### Dataset records on where objects appear

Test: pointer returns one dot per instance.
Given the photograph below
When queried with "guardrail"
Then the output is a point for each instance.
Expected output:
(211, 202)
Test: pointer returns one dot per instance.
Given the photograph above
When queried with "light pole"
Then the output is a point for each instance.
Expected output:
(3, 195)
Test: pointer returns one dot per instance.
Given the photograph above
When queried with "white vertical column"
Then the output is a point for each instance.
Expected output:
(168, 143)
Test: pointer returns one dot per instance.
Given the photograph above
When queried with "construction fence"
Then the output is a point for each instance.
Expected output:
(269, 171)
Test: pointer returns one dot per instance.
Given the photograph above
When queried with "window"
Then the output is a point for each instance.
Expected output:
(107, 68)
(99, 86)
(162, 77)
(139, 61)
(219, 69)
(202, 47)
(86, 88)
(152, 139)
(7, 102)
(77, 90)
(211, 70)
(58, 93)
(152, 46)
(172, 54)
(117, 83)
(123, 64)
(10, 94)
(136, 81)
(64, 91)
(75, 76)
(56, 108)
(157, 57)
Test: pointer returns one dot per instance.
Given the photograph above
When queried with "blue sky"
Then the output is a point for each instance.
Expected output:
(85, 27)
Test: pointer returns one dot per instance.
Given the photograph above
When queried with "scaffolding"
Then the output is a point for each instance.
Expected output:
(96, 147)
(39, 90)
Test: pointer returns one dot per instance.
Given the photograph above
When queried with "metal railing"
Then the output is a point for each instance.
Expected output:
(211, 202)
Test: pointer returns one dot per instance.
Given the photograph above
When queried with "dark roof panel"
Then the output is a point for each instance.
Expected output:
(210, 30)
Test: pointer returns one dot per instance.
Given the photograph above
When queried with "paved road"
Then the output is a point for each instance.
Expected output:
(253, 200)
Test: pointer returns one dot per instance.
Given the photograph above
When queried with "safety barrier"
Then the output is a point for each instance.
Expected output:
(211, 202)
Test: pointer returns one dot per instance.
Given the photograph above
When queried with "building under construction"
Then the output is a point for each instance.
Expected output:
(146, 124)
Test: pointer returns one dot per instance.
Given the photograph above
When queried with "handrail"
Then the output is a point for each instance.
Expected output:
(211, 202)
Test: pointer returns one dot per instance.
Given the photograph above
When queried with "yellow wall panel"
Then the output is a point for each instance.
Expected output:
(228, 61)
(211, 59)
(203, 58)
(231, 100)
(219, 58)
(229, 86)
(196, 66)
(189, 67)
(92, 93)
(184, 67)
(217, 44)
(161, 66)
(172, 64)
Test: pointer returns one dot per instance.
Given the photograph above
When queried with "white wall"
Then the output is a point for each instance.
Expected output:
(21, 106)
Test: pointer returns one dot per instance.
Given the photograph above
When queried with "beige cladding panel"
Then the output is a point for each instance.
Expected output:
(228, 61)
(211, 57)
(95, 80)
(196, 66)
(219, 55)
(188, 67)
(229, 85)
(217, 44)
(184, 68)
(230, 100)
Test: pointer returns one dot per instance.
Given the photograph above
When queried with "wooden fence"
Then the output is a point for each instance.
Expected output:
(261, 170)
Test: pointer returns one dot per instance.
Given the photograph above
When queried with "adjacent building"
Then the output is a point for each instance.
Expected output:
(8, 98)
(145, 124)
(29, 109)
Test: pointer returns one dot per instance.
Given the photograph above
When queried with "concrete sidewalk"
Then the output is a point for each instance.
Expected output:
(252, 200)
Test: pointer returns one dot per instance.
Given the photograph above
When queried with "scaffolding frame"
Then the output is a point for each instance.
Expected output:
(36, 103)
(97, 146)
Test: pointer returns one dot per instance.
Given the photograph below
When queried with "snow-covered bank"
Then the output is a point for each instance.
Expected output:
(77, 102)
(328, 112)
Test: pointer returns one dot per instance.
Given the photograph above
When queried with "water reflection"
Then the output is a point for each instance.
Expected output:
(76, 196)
---
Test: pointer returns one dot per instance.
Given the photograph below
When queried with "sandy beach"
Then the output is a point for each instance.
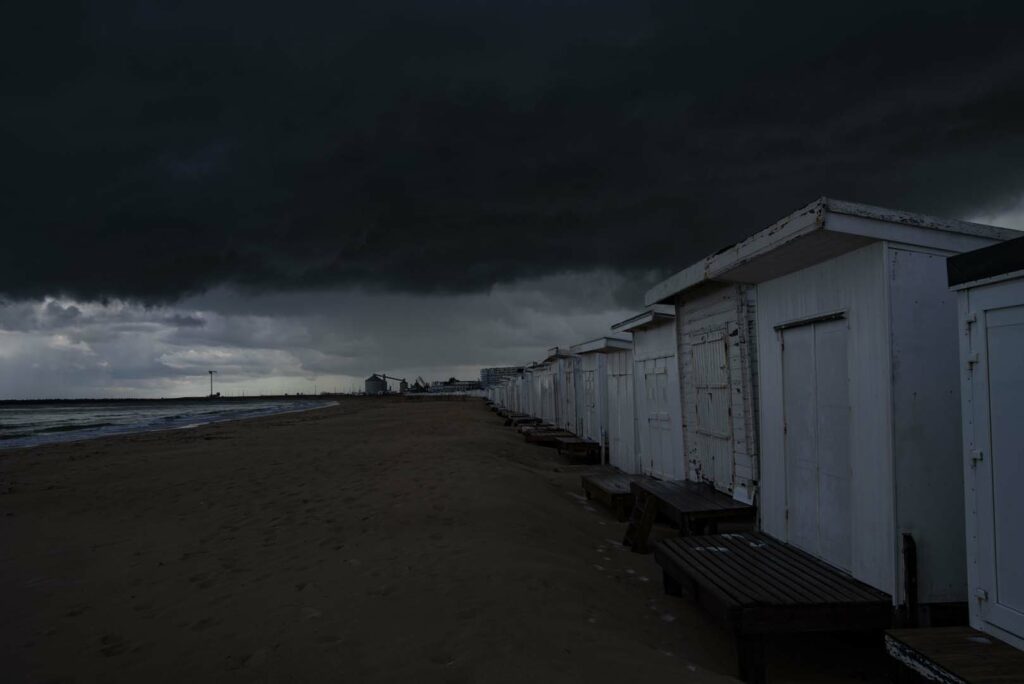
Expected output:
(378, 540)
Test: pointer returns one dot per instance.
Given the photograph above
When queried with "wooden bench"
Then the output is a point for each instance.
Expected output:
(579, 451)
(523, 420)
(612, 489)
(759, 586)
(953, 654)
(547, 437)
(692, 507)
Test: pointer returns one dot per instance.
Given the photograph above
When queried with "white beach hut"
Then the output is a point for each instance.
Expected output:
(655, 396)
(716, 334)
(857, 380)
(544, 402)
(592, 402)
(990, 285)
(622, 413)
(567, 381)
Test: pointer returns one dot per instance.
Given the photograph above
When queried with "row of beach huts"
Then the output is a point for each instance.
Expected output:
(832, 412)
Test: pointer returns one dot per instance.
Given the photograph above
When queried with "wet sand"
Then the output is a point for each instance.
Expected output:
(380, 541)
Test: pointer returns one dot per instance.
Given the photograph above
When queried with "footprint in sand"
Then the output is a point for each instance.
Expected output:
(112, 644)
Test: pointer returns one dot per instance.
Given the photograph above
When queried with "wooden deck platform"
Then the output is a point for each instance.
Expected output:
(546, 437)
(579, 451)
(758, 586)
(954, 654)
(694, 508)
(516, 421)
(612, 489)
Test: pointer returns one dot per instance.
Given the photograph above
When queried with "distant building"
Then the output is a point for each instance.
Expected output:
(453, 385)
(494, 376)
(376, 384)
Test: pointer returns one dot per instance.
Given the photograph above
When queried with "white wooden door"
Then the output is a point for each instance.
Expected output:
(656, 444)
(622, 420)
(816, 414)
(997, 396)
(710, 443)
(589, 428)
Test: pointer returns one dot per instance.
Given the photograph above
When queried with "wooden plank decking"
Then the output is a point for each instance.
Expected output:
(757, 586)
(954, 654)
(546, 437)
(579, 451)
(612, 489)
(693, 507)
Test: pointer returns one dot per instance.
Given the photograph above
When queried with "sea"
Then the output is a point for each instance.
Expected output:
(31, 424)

### Request
In the records above, identify every line that contains the string "panel", counting only matches with the same case, and copy each of those lines.

### Result of this task
When queried with "dark roof panel"
When queried with "yellow wall panel"
When queried with "beige cladding panel"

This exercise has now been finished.